Work to complete -
[1] In the rupee report, turn the paragraph beginning "The IMF funding is critical" into a short bulleted list that keeps its main facts.
[2] Give every U.S. dollar amount mentioned in the rupee report, each with what it refers to.
[3] According to the rupee report, by what percentage had the rupee fallen since March 31, 2023?

Document -
----
KARACHI: Pakistan’s national currency on Tuesday hit a record low of Rs288.99 against the United States amid deepening political uncertainty and the government’s inability to secure a staff level agreement from the International Monetary Fund for a bailout deal, currency dealers said. 

The IMF funding is critical for Pakistan to unlock other external financing avenues, and the two have been negotiating since early February to resume $1.1 billion in funding held since November, part of a $6.5 billion bailout agreed in 2019. One of the lender’s last remaining conditions for release of the tranche is securing an assurance on external financing to fund Pakistan’s balance of payments.

The only help so far has come from longtime ally Beijing, through a refinancing of $1.8 billion already credited to Pakistan’s central bank.

The Pakistani rupee has slumped by 1.8 percent since March 31, 2023 to Rs288.99 for selling in the interbank market during trading on Tuesday. In the open market the currency was trading at Rs291 against the previous day’s Rs287 against the dollar, according to currency dealers.

Dealers said a delay in securing the IMF deal and political turmoil in Pakistan, particularly with regards to former Prime Minister Imran Khan’s ongoing tussle with the federal government over elections and the latter’s standoff with the higher judiciary, were key stimulators pushing the rupee to new lows. 

“There is nervousness in the market as the country seems still away from sealing the deal with the IMF and the current political and judicial crisis are contributing to the current rupee depreciation,” Zafar Sultan Paracha, general secretary of the Exchange Companies Association of Pakistan (ECAP), told Arab News.
----
Source material -
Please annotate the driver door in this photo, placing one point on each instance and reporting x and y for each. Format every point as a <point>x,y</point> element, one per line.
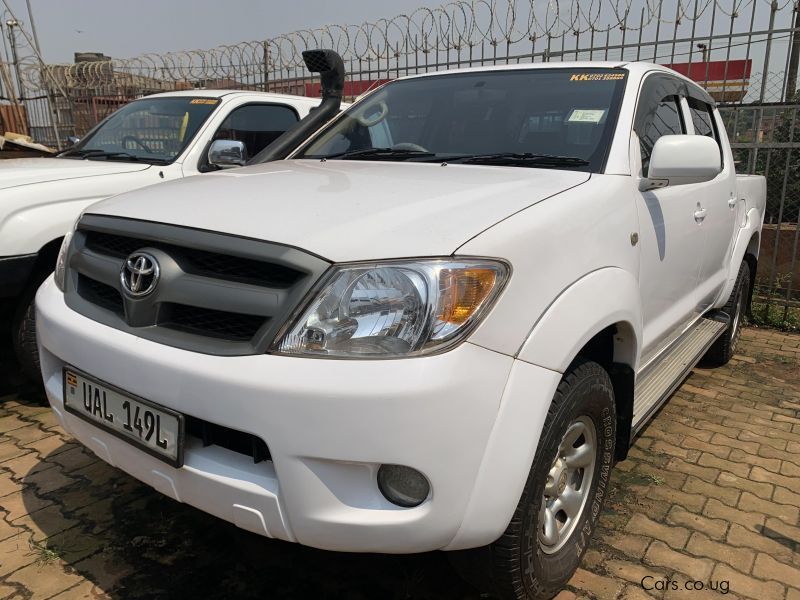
----
Full answers -
[1]
- Pakistan needs IMF funding to unlock other external financing.
- Since early February, Pakistan and the IMF have been negotiating to resume $1.1 billion in funding held since November.
- That funding is part of a $6.5 billion bailout agreed in 2019.
- One of the IMF's last remaining conditions for releasing the tranche is an assurance of external financing for Pakistan's balance of payments.

[2]
- $1.1 billion: IMF funding held since November that Pakistan is negotiating to resume
- $6.5 billion: the bailout agreed in 2019
- $1.8 billion: refinancing from Beijing already credited to Pakistan's central bank

[3] 1.8 percent.